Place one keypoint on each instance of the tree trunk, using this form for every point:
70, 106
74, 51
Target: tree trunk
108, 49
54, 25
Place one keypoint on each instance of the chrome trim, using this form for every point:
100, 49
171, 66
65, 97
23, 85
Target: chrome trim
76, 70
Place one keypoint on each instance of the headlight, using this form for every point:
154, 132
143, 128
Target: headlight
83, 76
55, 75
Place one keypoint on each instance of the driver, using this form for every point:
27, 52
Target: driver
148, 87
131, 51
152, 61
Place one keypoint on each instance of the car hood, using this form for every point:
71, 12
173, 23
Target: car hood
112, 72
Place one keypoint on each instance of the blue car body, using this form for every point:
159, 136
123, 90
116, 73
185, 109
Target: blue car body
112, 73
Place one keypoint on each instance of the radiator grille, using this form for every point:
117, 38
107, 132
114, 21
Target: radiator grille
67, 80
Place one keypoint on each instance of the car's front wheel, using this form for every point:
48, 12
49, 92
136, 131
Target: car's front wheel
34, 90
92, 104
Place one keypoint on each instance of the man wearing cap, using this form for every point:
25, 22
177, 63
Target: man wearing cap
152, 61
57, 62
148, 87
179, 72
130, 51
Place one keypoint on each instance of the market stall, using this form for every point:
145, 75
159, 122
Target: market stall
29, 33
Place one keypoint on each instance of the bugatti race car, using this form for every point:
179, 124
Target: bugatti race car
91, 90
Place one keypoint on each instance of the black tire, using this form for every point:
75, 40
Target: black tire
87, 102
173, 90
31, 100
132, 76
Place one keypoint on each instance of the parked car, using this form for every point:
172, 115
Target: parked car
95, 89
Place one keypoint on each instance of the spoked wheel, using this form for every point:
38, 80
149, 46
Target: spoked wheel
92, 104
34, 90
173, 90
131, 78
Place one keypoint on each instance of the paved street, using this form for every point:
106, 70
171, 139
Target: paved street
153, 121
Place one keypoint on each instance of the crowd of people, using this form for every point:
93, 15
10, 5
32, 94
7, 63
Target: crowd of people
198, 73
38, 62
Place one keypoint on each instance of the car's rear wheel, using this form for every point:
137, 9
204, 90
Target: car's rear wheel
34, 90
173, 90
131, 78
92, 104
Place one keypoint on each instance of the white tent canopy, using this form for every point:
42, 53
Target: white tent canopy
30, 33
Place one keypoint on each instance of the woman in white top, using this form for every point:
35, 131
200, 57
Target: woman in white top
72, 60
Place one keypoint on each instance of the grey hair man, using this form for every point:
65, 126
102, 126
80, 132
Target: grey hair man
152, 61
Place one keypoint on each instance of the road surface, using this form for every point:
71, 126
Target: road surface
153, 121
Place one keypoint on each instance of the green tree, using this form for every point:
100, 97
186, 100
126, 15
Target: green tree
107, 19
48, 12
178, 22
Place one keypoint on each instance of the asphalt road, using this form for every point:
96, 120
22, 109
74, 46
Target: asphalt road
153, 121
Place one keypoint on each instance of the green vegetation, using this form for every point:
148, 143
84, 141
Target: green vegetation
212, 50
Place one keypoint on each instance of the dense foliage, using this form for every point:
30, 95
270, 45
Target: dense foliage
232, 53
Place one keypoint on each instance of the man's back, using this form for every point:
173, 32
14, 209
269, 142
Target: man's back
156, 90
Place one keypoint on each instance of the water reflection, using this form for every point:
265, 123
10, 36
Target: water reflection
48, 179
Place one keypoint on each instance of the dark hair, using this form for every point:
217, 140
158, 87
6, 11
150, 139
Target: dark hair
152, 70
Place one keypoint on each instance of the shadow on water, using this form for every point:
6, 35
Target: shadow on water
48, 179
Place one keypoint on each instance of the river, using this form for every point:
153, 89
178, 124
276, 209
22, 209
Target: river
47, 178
========================================
### WHAT TO WORK ON
What you return should match every line above exactly.

### REPLY TO THE EXERCISE
Place one keypoint on each instance of the tree trunk, using this form for every point:
70, 106
74, 51
Target: tree trunk
108, 49
54, 25
Place one keypoint on each instance of the chrome trim, using this form for every point:
100, 49
171, 66
65, 97
23, 85
Target: chrome trim
76, 70
Place one keypoint on each instance of the headlight, using this form for every point:
154, 132
143, 128
Target: headlight
83, 76
55, 75
Place one keypoint on each instance of the driver, using this form for every point:
27, 52
Target: driver
148, 87
131, 51
152, 61
Place one keypoint on each instance of the car hood, using this form for every point:
71, 12
173, 23
Target: car hood
112, 72
Place one keypoint on each instance of the blue car body, using this form for every point:
159, 136
123, 90
116, 73
185, 109
Target: blue car body
112, 73
Place one keypoint on each instance of the radiator grille, using this form for every point:
117, 38
107, 132
114, 21
Target: radiator grille
67, 80
Place one keypoint on each instance of the car's front wheel, using this form for every point:
48, 12
49, 92
136, 131
Target: car's front wheel
34, 90
92, 104
Place one keypoint on each instance of the man wearing cap, using this form for every point:
25, 22
177, 63
Target: man wearing cap
152, 61
57, 62
148, 87
179, 72
130, 51
Place one keypoint on each instance of the market stall, using this form for every point:
145, 75
159, 122
Target: market stall
29, 33
Place one keypoint on each instance of the bugatti race car, using this form for every point:
179, 124
Target: bugatti race car
91, 90
Place one keypoint on each instance of the black tire, using this form for every point:
75, 40
Target: black tire
87, 102
173, 90
31, 100
132, 76
Place one keypoint on each instance of the parked car, using this form for every point:
172, 115
Target: parked car
95, 89
Place one keypoint on each instance of the spoked wheel, using this form for every point:
38, 80
149, 46
Target: spoked wheel
92, 104
34, 90
173, 90
131, 78
Place one keypoint on each instance of the paved street, using this form for every point:
106, 70
171, 139
Target: paved street
153, 121
Place one keypoint on each instance of the crowd of people, using this form for every point:
93, 15
10, 5
32, 94
7, 63
Target: crowd of people
198, 73
38, 62
Place one keypoint on each instance of the car's rear wheel, using this form for every point:
137, 9
204, 90
Target: car's rear wheel
34, 90
173, 90
131, 78
92, 104
Place one keypoint on each instance of the white tent canopy, using this form for every point:
42, 53
Target: white tent canopy
30, 33
Place one keypoint on each instance of the woman in white top, using this form for every point:
35, 131
200, 57
Target: woman in white top
72, 60
Place one keypoint on each instance of the grey hair man, using this form for every point:
65, 126
102, 126
80, 132
Target: grey hair man
152, 61
Place one keypoint on each instance of the road surface, using this form for every point:
71, 126
Target: road surface
153, 121
Place one keypoint on each instance of the green tree, using this form for every point:
100, 97
186, 100
126, 15
Target: green tree
107, 19
48, 12
178, 22
Place one keypoint on each instance of the asphalt road, using this form for every point:
96, 120
22, 109
74, 46
Target: asphalt road
153, 121
Place one keypoint on each instance of the green vegetation, using this form for every point:
148, 143
84, 141
Target: green vegetation
212, 50
Place one keypoint on each instance of the dense foliage, using this form for every point:
30, 95
270, 45
Target: dense foliage
232, 53
Place one keypoint on each instance of the man's back, using this form for every point:
173, 32
14, 209
269, 142
Target: man's back
156, 90
Place one keypoint on each instance of the water reflection, using this form for every point:
265, 123
10, 36
Target: water reflection
48, 179
Place one keypoint on each instance of the dark hair, using this form for every point:
217, 140
158, 87
6, 11
150, 139
Target: dark hair
152, 70
Place one keypoint on each instance of the shadow on water, using this form for every point:
6, 35
Target: shadow on water
48, 179
Place one keypoint on each instance of the river, using this form for every point:
153, 89
178, 124
276, 209
22, 209
Target: river
47, 178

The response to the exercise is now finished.